• What to do:
Below are some entries. Output each one exactly as it appears.

• Data shown:
------------------------------
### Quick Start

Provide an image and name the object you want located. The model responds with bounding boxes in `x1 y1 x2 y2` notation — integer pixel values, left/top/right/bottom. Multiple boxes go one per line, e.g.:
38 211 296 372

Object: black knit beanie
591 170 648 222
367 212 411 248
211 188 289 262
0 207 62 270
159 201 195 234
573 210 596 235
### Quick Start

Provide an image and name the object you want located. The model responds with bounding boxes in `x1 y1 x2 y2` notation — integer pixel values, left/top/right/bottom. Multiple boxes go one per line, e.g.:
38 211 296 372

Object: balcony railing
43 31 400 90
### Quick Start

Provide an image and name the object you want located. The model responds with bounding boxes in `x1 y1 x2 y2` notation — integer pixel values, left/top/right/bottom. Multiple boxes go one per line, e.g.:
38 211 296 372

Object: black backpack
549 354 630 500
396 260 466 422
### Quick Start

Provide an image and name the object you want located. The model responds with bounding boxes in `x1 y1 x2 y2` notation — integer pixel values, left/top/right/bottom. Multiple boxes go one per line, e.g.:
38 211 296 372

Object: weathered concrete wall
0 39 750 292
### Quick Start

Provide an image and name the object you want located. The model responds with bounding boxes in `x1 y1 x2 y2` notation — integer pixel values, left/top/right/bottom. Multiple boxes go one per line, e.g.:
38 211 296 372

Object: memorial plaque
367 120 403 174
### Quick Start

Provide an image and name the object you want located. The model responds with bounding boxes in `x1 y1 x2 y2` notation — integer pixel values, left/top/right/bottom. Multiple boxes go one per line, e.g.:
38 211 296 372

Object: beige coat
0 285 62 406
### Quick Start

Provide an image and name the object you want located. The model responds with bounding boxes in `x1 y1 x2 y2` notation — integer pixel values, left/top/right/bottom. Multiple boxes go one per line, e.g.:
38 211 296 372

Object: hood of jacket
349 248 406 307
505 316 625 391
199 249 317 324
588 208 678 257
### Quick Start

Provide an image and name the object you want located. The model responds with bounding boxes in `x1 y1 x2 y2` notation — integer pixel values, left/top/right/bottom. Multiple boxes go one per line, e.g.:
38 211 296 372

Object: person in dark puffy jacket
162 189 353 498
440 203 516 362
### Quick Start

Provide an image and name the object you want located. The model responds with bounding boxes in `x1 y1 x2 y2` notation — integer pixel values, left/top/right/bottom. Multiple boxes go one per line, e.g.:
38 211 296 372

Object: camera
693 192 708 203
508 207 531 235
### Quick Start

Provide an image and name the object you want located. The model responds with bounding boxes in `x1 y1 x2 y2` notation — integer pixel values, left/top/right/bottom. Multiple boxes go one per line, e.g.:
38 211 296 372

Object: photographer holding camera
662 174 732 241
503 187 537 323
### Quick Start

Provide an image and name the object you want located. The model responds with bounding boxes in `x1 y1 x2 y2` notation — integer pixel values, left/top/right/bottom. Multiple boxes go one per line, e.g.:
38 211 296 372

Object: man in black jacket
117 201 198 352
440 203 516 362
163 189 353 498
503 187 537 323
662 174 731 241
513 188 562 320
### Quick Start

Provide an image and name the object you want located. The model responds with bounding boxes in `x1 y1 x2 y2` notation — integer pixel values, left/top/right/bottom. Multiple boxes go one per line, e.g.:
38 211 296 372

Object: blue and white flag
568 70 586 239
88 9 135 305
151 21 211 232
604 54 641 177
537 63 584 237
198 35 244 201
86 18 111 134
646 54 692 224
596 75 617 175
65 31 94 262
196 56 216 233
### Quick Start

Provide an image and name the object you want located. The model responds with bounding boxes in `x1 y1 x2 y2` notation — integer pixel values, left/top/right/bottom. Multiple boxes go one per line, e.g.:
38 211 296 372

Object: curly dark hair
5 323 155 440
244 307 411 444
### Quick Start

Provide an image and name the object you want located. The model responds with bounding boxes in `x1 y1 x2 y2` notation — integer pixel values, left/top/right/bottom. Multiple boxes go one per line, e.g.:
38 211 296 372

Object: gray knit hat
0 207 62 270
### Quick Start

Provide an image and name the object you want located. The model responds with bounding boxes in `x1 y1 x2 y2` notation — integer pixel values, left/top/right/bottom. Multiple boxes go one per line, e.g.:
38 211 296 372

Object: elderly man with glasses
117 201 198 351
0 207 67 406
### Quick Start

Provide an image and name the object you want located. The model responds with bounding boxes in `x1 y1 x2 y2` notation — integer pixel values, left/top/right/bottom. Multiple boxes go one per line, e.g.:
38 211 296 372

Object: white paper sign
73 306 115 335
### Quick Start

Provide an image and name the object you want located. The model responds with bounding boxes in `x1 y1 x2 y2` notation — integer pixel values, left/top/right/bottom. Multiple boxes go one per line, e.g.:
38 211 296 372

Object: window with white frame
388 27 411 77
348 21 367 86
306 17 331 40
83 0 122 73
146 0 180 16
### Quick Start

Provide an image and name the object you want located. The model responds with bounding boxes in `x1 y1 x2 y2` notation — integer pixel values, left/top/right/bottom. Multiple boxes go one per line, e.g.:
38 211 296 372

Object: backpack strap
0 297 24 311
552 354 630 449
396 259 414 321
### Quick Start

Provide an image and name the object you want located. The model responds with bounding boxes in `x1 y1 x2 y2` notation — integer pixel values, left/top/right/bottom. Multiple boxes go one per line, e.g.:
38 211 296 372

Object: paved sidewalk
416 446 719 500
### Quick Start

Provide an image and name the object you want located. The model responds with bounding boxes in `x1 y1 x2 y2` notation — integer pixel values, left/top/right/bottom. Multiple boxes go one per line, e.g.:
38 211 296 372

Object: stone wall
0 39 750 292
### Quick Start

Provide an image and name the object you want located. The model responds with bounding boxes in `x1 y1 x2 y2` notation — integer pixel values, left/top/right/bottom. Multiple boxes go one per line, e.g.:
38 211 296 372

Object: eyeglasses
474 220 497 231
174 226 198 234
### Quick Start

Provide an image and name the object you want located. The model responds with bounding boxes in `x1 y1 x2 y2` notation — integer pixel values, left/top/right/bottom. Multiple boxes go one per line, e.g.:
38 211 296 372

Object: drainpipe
------------------------------
• Completed task:
### Quick Start

Provide an image and name the object you want located. The model responds with bounding boxes in `x1 y1 x2 y2` notation — integer pixel values, left/top/right/bottom. Multiple boxes go one per line, e.g.:
38 211 296 372

Object: black knit beanie
591 170 648 222
367 212 411 248
211 188 289 262
0 207 62 270
159 201 195 234
573 210 596 235
### Quick Start

Provide an image and name the object you want located. The model responds with bounding boxes in `x1 y1 x2 y2` notation — integer pixel values, left/top/right/bottom. Multiple boxes go one per line, e.g.:
38 211 296 372

Object: balcony railing
43 31 400 90
### Quick Start

Provide an image and name the object you want located. The model responds with bounding boxes in `x1 y1 x2 y2` notation — integer pixel values, left/top/right/bottom. Multiple boxes go one per line, e.g.:
38 211 296 372

Object: black backpack
549 354 630 500
396 260 466 422
### Quick Start

Provide an image and name the object you want located. The model responds with bounding boxes in `x1 y1 x2 y2` notation — integer pixel values, left/top/right/bottom. Multiple boxes go one per line, e.g.:
38 211 296 372

Object: weathered concrete wall
0 39 750 292
### Quick Start

Provide an image and name the object you want located. The model responds with bounding boxes in `x1 y1 x2 y2` notation — integer pixel values, left/top/right/bottom. Multiple boxes go one per line, e.g.:
38 211 296 372

Object: memorial plaque
367 120 403 174
### Quick Start

Provide an image and name the object you want located. The model responds with bounding boxes in `x1 y1 x2 y2` notation — integer pixel values, left/top/right/bottom. Multiple boxes go one per line, e.g.:
38 211 296 372

Object: beige coat
0 285 62 406
### Quick Start

Provide an image and name the object you want located. The model responds with bounding boxes in `x1 y1 x2 y2` notation — integer pixel values, left/top/right/bottom. Multiple boxes go one per line, e.g.:
38 211 296 372

Object: hood of jacket
349 248 406 307
505 316 625 391
199 249 317 324
588 208 678 257
### Quick Start

Provide an image and name the object you want located. The model responds with bounding boxes in `x1 y1 x2 y2` notation — integer pixel values, left/top/right/bottom. Multiple boxes go one per line, e.g.:
38 211 296 372

Object: person in dark puffy jacket
162 189 353 498
440 203 516 362
### Quick Start

Provide an image and name the object you want located. The model responds with bounding boxes in `x1 y1 x2 y2` notation — integer pixel values, left/top/right/bottom. Multiple boxes go one per line, e.g.:
38 211 296 372

Object: camera
693 192 708 203
508 207 531 235
### Quick Start

Provide an image and name the object you want located. The model responds with bounding boxes in `x1 y1 x2 y2` notation — integer pixel values, left/top/right/bottom. Multiple boxes go one per line, e.g.:
38 211 296 372

Object: photographer holding camera
662 174 732 241
503 187 537 323
### Quick Start

Provide an image and name the object you want located. The model responds with bounding boxes in `x1 y1 x2 y2` notation — integer pixel values, left/top/right/bottom. Multiple boxes go one per line, e.g.:
38 211 296 372

Object: man in black jacket
117 201 198 352
440 203 516 362
163 189 353 498
503 187 537 323
662 174 731 241
513 188 562 320
### Quick Start

Provide an image and name the object you want located. The model responds with bounding boxes in `x1 y1 x2 y2` notation — integer pixel values, left/top/right/bottom. Multiple boxes go one per line, e.g.:
38 211 296 372

Object: blue and white flag
568 70 586 239
88 9 135 305
151 21 211 232
604 54 641 177
537 63 584 237
198 35 244 201
86 18 111 134
646 54 692 224
596 75 617 175
65 31 94 262
196 56 216 233
### Quick Start

Provide an image and name the object you want located. The model responds with bounding boxes in `x1 y1 x2 y2` notation — integer pixel values, left/top/right/bottom. Multiple boxes go one per line, e.g.:
38 211 296 372

Object: curly dark hair
5 323 155 440
244 307 411 444
### Quick Start

Provide an image and name the object you want located. The model responds with bounding boxes in `x1 y1 x2 y2` notation — integer pixel values, left/top/right/bottom. Multiple boxes go one per line, e.g.:
38 211 296 372

Object: gray knit hat
0 207 62 270
### Quick Start

Provide an image and name the object you want located. The model responds with bounding boxes in `x1 y1 x2 y2` notation — integer pixel values, left/top/right/bottom. Multiple boxes go one per line, e.g.:
38 211 296 372

Object: elderly man with glasses
117 201 198 351
0 207 67 406
### Quick Start

Provide an image and name the object you want located. The model responds with bounding boxes in `x1 y1 x2 y2` notation — integer pixel values, left/top/right/bottom. Multiple boxes go one per line, e.g.:
38 211 296 372

Object: white paper sign
73 306 115 335
### Quick Start

Provide an image and name the object you want located. The model responds with bounding boxes in `x1 y1 x2 y2` notation — integer pixel values, left/top/right/bottom. Multiple boxes go one per line, e.g.:
38 211 296 372

Object: window with white frame
388 27 411 77
348 21 367 86
306 17 331 40
83 0 122 73
146 0 180 16
### Quick Start

Provide an image and name the object you want located. The model responds with bounding boxes in `x1 y1 x2 y2` notation — integer pixel values, left/top/right/bottom. Multiple boxes go one per line, e.g.:
38 211 296 372

Object: backpack strap
0 297 24 311
552 354 630 449
396 259 414 321
### Quick Start

Provide an image and name the object you want located. The model responds with bounding boxes in `x1 y1 x2 y2` notation — integer pixel values, left/top/right/bottom. Multiple boxes go one per line, e.g.:
38 211 296 372

Object: paved sidewalk
416 446 719 500
### Quick Start

Provide an image and name the object you want located. The model responds with bounding boxes in `x1 y1 x2 y2` notation — integer pixel values, left/top/right/bottom. Multiple boxes go one per line, e.g.:
38 211 296 372

Object: stone wall
0 39 750 292
### Quick Start

Provide an image and name the object you want located. The model responds with bounding boxes in `x1 y1 x2 y2` notation — integer pixel values, left/top/right/bottom. Multiple boxes go one per line, e.g.:
38 211 296 372

Object: eyeglasses
474 220 497 231
174 226 198 234
### Quick Start

Provide an image and name the object you want located. The model responds with bounding boxes in `x1 y1 x2 y2` notation — integer pixel values, left/top/right/bottom. Multiple boxes go one per line, e.g.:
38 211 296 372

Object: drainpipe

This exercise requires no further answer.